_STATED GOAL_: Transcribe the material in full, exactly as written.

(Items listed in a dataset)
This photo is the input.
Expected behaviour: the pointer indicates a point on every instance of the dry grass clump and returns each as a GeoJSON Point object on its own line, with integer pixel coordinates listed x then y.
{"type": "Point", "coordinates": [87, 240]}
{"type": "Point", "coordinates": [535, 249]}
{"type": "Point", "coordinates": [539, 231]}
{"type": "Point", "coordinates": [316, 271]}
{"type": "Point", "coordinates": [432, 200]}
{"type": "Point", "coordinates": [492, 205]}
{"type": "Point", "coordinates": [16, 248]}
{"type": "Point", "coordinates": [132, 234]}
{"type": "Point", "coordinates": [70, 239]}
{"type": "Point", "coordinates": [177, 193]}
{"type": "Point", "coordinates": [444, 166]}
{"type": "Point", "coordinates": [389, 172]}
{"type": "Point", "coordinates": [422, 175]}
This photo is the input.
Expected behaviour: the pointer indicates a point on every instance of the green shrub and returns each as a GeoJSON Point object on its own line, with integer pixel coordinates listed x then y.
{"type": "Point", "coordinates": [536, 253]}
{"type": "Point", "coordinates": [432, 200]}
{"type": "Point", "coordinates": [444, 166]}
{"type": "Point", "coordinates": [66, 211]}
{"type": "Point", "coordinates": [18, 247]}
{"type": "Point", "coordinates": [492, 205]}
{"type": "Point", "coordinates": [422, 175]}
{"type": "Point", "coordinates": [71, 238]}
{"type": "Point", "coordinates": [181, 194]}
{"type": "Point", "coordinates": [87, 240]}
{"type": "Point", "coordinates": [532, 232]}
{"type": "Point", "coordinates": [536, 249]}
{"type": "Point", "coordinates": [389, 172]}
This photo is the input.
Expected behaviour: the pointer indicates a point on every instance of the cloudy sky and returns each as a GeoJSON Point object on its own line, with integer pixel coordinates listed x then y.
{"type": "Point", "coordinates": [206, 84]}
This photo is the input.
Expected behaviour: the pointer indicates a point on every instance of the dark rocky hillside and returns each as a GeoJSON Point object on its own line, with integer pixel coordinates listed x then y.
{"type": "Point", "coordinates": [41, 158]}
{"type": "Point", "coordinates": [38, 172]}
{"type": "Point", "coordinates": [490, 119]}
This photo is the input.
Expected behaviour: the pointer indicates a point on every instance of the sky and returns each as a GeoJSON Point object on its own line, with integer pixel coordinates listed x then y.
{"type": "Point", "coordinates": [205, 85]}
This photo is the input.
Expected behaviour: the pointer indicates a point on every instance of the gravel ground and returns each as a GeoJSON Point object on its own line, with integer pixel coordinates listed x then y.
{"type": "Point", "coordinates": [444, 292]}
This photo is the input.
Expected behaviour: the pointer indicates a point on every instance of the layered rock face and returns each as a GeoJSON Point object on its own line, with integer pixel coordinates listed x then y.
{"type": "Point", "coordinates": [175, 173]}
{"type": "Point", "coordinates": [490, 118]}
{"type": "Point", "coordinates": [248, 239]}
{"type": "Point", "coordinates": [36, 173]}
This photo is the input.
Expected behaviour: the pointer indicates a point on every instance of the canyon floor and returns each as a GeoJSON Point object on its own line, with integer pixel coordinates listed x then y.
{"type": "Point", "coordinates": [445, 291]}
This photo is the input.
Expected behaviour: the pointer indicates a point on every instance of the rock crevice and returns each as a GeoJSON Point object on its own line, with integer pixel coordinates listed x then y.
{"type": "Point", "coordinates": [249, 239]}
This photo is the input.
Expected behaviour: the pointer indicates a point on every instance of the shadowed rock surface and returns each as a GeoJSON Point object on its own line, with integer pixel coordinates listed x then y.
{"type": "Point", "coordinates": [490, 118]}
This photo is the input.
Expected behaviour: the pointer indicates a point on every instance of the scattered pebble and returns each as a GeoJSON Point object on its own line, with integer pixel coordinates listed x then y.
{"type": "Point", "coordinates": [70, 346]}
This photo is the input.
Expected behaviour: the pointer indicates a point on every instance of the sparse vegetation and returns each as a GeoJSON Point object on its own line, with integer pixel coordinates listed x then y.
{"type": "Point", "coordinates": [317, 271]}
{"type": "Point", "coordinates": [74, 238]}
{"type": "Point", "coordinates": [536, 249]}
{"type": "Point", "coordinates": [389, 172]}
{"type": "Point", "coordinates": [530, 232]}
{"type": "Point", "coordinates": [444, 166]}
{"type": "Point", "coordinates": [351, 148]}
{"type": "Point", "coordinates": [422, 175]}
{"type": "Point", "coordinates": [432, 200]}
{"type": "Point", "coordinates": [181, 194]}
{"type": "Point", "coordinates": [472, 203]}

_WRITTEN SOLUTION_:
This photo is the input.
Expected behaviour: the pointer indicates a point on every instance of the dry grass clump and returns each as a GeoJSON Point object on its own line, with integer pixel coordinates listed x then y.
{"type": "Point", "coordinates": [87, 240]}
{"type": "Point", "coordinates": [535, 249]}
{"type": "Point", "coordinates": [539, 231]}
{"type": "Point", "coordinates": [316, 271]}
{"type": "Point", "coordinates": [432, 200]}
{"type": "Point", "coordinates": [492, 205]}
{"type": "Point", "coordinates": [16, 248]}
{"type": "Point", "coordinates": [132, 234]}
{"type": "Point", "coordinates": [70, 239]}
{"type": "Point", "coordinates": [177, 193]}
{"type": "Point", "coordinates": [444, 166]}
{"type": "Point", "coordinates": [389, 172]}
{"type": "Point", "coordinates": [422, 175]}
This photo is the input.
Expected behaviour: the pointer indicates a point on every instance of the green shrub and returns each as a GeoJSON Point object on its own line, with integer pixel coordinates listed x then y.
{"type": "Point", "coordinates": [536, 253]}
{"type": "Point", "coordinates": [432, 200]}
{"type": "Point", "coordinates": [444, 166]}
{"type": "Point", "coordinates": [66, 211]}
{"type": "Point", "coordinates": [18, 247]}
{"type": "Point", "coordinates": [492, 205]}
{"type": "Point", "coordinates": [422, 175]}
{"type": "Point", "coordinates": [71, 238]}
{"type": "Point", "coordinates": [181, 194]}
{"type": "Point", "coordinates": [87, 240]}
{"type": "Point", "coordinates": [532, 232]}
{"type": "Point", "coordinates": [536, 249]}
{"type": "Point", "coordinates": [389, 172]}
This photo is the input.
Expected behaviour: the pointer indicates a point on every instance of the cloudy sky and returns each as a GeoJSON Point object on its own line, with integer pixel coordinates listed x then y.
{"type": "Point", "coordinates": [206, 84]}
This photo is the input.
Expected behaviour: the pointer indicates a point on every instance of the dark rocky hillside and returns each as a GeoJSON Point object on its own line, with integer pixel coordinates listed x then y.
{"type": "Point", "coordinates": [41, 158]}
{"type": "Point", "coordinates": [38, 172]}
{"type": "Point", "coordinates": [490, 119]}
This photo is the input.
Expected behaviour: the pointer indicates a point on every instance of the sky and returns each as a GeoJSON Point object on its own line, with integer pixel coordinates listed x then y.
{"type": "Point", "coordinates": [205, 85]}
This photo is the input.
Expected behaviour: the pointer indicates a point on every instance of the gravel ground and returns each as a GeoJSON Point object on its own line, with integer pixel coordinates listed x then y.
{"type": "Point", "coordinates": [444, 292]}
This photo is the input.
Expected behaviour: the pointer indicates a point on every instance of the layered rock face and returns each as a GeoJSON Point object on its own line, with integer pixel coordinates listed x then y.
{"type": "Point", "coordinates": [175, 173]}
{"type": "Point", "coordinates": [490, 118]}
{"type": "Point", "coordinates": [248, 239]}
{"type": "Point", "coordinates": [36, 173]}
This photo is the input.
Expected behaviour: the pointer indicates a point on every instance of the canyon floor and returns each as a GeoJSON Point object on its own line, with integer pixel coordinates listed x then y.
{"type": "Point", "coordinates": [445, 291]}
This photo is the input.
Expected behaviour: the pointer indicates a point on every instance of the rock crevice and returns each as a GeoJSON Point object on its own line, with integer pixel coordinates listed x then y.
{"type": "Point", "coordinates": [249, 239]}
This photo is the input.
Expected behaviour: the pointer indicates a point on every instance of the shadowed rock surface and returns each as a GeoJSON Point object on its own line, with integer pixel coordinates listed x then y.
{"type": "Point", "coordinates": [490, 118]}
This photo is the input.
Expected behaviour: the pointer indicates a point on every instance of the scattered pebble and returns each as a GeoJSON Point object on its own line, with integer pixel coordinates listed x then y.
{"type": "Point", "coordinates": [70, 346]}
This photo is the input.
Expected behaviour: the pointer indicates a point on every instance of the sparse vegetation and returns each as a GeoJSON Point object on its own line, with integer pixel coordinates listed x then y.
{"type": "Point", "coordinates": [317, 271]}
{"type": "Point", "coordinates": [74, 238]}
{"type": "Point", "coordinates": [536, 249]}
{"type": "Point", "coordinates": [389, 172]}
{"type": "Point", "coordinates": [530, 232]}
{"type": "Point", "coordinates": [444, 166]}
{"type": "Point", "coordinates": [351, 148]}
{"type": "Point", "coordinates": [422, 175]}
{"type": "Point", "coordinates": [432, 200]}
{"type": "Point", "coordinates": [181, 194]}
{"type": "Point", "coordinates": [472, 203]}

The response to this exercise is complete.